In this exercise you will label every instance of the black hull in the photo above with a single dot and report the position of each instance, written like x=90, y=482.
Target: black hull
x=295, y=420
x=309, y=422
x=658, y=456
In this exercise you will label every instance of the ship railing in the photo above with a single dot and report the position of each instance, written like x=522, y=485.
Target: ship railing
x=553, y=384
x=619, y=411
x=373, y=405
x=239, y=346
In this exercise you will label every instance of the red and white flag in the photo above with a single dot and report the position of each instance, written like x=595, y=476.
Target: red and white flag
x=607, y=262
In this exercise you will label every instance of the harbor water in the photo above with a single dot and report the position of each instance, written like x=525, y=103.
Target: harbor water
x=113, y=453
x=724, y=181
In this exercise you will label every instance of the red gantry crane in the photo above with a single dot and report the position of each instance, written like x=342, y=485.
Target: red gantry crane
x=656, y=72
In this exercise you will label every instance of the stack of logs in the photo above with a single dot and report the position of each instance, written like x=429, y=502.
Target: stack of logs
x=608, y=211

====

Task → Rescale the answer coordinates in all of the entries above. Write out every line again, requests included, with each x and y value in the answers multiplied by 0.85 and rounded to the nearest whole number (halves round up), and keep the numbers in the requests and their sample positions unchanged.

Written response →
In this exercise you will label every instance of the black hull in the photo above with a single dot and report the position of each instance, written like x=90, y=482.
Target: black hull
x=251, y=357
x=263, y=359
x=559, y=388
In this exercise you will label every instance of the ship railing in the photo above with a single dot and report the position of each instance, written like x=522, y=485.
Target: ship railing
x=470, y=326
x=526, y=349
x=317, y=344
x=203, y=294
In this exercise you will label every instance of the red and white flag in the photo above with a single dot and report the position of each instance, written like x=595, y=476.
Target: red and white flag
x=516, y=223
In this exercise you will label every instance of the harbor water in the photo above with a single dot and report the position of each instance, written like x=525, y=103.
Target: harbor water
x=96, y=385
x=615, y=154
In this exercise you will label every instance of the red gantry crane in the photo above with a single dot and report the position of each instance, written like x=342, y=485.
Target: red gantry crane
x=558, y=61
In this exercise you will label every instance of the stack of logs in the photo above with a single dot and report the position of each instance, written like x=429, y=502.
Target: stack of logs
x=517, y=179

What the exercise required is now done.